##### Text for analysis #####

The largest-ever peaceful protest in Chinese history was held 21 years ago to put forward a simple request: to be able to freely practice meditation and live by the three principles of truthfulness, compassion, and tolerance.
“Thousands of people gathered on [April 25,] 1999, to protest the detention and harassment of Falun Gong practitioners,” says Peter Kent, a Conservative MP and co-chair of the Parliamentary Friends of Falun Gong.
The gathering of over 10,000 adherents of Falun Gong, also known as Falun Dafa, was held near the headquarters of the Chinese Communist Party (CCP) in Beijing.
A few days before the gathering, over a dozen Falun Gong adherents were detained in the city of Tianjin after they requested a correction be run in a state-run magazine slandering their practice. The government had also banned publication of the practices’ teachings.

##### Dataset extract #####

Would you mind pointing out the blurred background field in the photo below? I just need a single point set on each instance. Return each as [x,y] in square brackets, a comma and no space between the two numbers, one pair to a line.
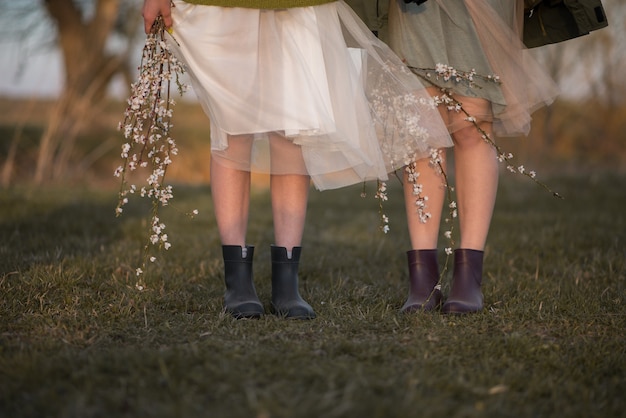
[64,78]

#####

> _Things to do_
- a) According to the text on the 1999 Falun Gong protest, where was the gathering held?
- b) Please set down the part of the text on the 1999 Falun Gong protest starting at "The largest-ever peaceful" and ending at "compassion, and tolerance.".
The material above comes from a different source than the text on the 1999 Falun Gong protest.

> _Answers below_
- a) It was held near the headquarters of the Chinese Communist Party in Beijing.

- b)
The largest-ever peaceful protest in Chinese history was held 21 years ago to put forward a simple request: to be able to freely practice meditation and live by the three principles of truthfulness, compassion, and tolerance.